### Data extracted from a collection
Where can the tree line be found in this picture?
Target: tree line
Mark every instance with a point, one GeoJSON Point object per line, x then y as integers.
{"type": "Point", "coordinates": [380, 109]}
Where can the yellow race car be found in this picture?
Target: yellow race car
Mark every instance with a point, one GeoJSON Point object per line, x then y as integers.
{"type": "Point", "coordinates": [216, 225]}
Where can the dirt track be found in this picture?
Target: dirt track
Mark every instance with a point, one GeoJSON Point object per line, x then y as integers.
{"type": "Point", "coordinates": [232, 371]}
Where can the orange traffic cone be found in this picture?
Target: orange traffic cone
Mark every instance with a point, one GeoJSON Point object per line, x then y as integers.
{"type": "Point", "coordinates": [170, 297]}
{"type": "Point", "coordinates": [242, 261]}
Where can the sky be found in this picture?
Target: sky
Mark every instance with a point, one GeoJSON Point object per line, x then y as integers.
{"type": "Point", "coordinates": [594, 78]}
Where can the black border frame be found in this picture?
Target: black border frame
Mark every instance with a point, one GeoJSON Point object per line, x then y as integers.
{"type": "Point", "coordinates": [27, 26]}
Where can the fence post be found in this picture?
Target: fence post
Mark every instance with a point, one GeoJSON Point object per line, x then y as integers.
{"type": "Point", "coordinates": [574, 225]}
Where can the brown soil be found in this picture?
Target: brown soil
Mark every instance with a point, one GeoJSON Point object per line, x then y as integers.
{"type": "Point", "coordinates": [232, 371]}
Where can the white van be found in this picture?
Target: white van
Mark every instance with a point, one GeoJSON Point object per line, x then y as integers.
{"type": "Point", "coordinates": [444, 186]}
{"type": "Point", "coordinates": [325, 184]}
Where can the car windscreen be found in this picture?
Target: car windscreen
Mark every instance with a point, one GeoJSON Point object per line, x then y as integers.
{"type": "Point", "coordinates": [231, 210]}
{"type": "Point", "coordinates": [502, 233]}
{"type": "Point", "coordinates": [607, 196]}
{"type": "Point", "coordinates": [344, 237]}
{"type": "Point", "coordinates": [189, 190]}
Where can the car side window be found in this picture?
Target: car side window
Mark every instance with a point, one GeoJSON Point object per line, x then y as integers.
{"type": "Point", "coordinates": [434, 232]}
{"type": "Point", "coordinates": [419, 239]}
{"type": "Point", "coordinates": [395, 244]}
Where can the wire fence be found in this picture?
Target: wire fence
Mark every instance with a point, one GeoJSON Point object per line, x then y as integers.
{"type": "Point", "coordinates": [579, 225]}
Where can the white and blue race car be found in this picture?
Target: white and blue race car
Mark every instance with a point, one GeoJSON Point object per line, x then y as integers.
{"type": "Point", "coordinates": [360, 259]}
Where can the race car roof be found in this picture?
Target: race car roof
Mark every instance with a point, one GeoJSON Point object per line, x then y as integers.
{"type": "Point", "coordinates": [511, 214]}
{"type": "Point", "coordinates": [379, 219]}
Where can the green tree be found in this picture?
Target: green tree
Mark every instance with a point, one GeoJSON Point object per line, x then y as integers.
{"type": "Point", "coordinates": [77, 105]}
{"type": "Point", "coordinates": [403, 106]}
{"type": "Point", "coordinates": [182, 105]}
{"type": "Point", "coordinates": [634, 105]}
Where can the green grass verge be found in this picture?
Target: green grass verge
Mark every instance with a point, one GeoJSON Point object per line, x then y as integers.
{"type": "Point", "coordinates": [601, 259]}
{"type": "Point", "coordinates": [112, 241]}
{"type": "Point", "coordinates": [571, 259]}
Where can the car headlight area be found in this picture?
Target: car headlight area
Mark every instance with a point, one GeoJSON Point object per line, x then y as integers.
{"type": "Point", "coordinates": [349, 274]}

### Task brief
Your answer consists solely of the lines from the top of the records above through the line that contains "Target: car windscreen", each echoed exactly.

### Problem solution
Where can the tree line be found in this picture?
Target: tree line
Mark every instance with a point, one GeoJSON Point object per line, x then y as integers.
{"type": "Point", "coordinates": [380, 109]}
Where can the yellow race car be found in this picture?
Target: yellow race car
Mark every instance with a point, one GeoJSON Point object per line, x then y as integers.
{"type": "Point", "coordinates": [216, 225]}
Where can the dirt track be found in this picture?
Target: dirt track
Mark every instance with a point, one GeoJSON Point object per line, x then y as integers.
{"type": "Point", "coordinates": [232, 371]}
Where can the orange traffic cone be found in this picture?
Target: orange traffic cone
Mark every instance with a point, one GeoJSON Point object per line, x then y as integers.
{"type": "Point", "coordinates": [170, 297]}
{"type": "Point", "coordinates": [242, 261]}
Where can the sky be found in this picture?
Target: sky
Mark every instance with a point, one GeoJSON Point object per line, x then y as integers.
{"type": "Point", "coordinates": [594, 78]}
Where can the black border frame be found in this picture?
Target: black border frame
Mark every instance with a point, one GeoJSON Point object per line, x then y as integers.
{"type": "Point", "coordinates": [27, 26]}
Where can the fence post be found in this picture?
Target: fence post
Mark every instance with a point, one GeoJSON Point object per line, x then y as integers.
{"type": "Point", "coordinates": [574, 225]}
Where can the brown soil be found in this picture?
Target: brown soil
Mark every instance with a point, one GeoJSON Point object per line, x then y as integers.
{"type": "Point", "coordinates": [232, 371]}
Where can the white van be found in this picture?
Target: white van
Mark every instance with a point, one GeoJSON Point object per line, x then y as integers.
{"type": "Point", "coordinates": [444, 186]}
{"type": "Point", "coordinates": [325, 184]}
Where can the car windscreen be found in this picture?
Target: car windscreen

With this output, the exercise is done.